+++ DATASET EXCERPTS +++

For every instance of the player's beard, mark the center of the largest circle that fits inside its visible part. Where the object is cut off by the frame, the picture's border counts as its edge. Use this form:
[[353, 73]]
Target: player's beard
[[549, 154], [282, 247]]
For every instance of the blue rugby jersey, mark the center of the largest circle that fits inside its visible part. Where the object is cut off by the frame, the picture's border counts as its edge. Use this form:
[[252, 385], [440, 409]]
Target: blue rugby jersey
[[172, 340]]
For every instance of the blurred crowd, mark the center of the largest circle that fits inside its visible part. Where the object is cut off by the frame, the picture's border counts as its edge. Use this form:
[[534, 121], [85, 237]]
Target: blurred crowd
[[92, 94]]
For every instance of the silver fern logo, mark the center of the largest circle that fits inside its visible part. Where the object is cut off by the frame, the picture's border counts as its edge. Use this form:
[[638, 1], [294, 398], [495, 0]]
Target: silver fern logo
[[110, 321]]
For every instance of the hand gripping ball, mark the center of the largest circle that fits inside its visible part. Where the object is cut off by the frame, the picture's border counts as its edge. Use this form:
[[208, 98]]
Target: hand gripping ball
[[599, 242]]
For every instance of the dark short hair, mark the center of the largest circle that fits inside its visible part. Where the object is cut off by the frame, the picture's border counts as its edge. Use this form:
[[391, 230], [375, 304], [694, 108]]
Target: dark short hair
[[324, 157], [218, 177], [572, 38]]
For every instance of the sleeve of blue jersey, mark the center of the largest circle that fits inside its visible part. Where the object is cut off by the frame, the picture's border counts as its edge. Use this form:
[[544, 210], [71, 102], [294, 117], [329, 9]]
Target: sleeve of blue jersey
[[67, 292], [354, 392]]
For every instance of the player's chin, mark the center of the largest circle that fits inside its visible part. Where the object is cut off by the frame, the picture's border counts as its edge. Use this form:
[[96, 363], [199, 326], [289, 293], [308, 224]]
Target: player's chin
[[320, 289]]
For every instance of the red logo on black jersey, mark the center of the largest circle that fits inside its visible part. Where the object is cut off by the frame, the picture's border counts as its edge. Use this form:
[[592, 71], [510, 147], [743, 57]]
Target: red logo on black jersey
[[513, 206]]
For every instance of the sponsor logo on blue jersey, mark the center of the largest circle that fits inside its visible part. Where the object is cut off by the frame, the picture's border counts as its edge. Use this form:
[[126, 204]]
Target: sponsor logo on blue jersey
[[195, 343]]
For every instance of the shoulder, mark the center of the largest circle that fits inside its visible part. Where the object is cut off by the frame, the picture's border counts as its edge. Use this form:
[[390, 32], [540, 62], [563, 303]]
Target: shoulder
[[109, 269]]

+++

WHAT THE TASK ASKS.
Every entry above must be returned word for word.

TASK SOLUTION.
For every instance of the player's beard, mark the center of the largest circle that fits inside its visible part. Where the object is cut off by the frame, the picture's border counts as its edge. Use this form:
[[353, 73]]
Target: player's beard
[[549, 154], [282, 247]]
For every instance of the blue rugby jersey, mark the center of the largest circle that fits inside its visible part. Where the object is cut off by the frame, the picture's border counts as its edge. Use this form:
[[252, 385], [440, 409]]
Target: blue rugby jersey
[[172, 340]]
For every instance of the blurred crowd, mark the center of the largest circle that fits inside its visible part. Where the object is cut off by the frame, the picture's border counts as its edge. Use this form:
[[534, 121], [85, 237]]
Target: blurred crowd
[[92, 94]]
For every instance of the silver fern logo, mark the center of the largest circle that fits inside its visible part. Where the object is cut off by the frame, the picture's border counts as its edge. Use this form:
[[638, 1], [294, 398], [495, 0]]
Target: silver fern logo
[[110, 321]]
For every instance of the hand gripping ball, mark the center of the largest circle that fits inside its visible part. Where the object is cut off by the frame, the picture's border counts as its edge. Use this form:
[[208, 98]]
Target: hand gripping ball
[[599, 242]]
For every instance of the dark short hair, mark the center of the largest circle that fits inside its visible part. Where the object is cut off by the frame, the picture's border counts as its edge. Use this form:
[[391, 230], [375, 304], [694, 108]]
Target: dark short hair
[[324, 157], [218, 177], [572, 38]]
For every instance of the sleeve of blue jersey, mark the center of the largest circle that fits inside its visible part. Where the object is cut off by the frame, the picture's border counts as its edge. Use this form:
[[544, 210], [71, 102], [294, 117], [329, 9]]
Target: sleeve of blue jersey
[[67, 292], [354, 392]]
For every instance of the player's chin, mark the center of the largest circle that fits inside its visible part. Where the object is cut off by the frame, the picture's border counts as its edge. Use this form:
[[96, 363], [199, 326], [289, 293], [308, 224]]
Target: player's chin
[[320, 289]]
For every instance of the red logo on black jersey, mark the center of the largest circle that fits inside its visible part. Where the object is cut off by the frame, the picture's border counts as its edge. Use this form:
[[592, 71], [510, 147], [743, 57]]
Target: red logo on black jersey
[[513, 206]]
For every instance of the sponsor logo on blue jersey, mark the center of the largest circle that fits inside its visible part. Where the object is cut off by the frame, the picture's border counts as its edge. Use this form:
[[126, 204]]
Target: sponsor logo on blue jersey
[[195, 343]]
For every instance of the shoulder, mark the center of the largest circle that fits inside its visible part. Where the object is cut off by the frame, the picture's border counts as its edge. Use this form:
[[390, 32], [540, 62], [563, 303]]
Target: shoulder
[[109, 269]]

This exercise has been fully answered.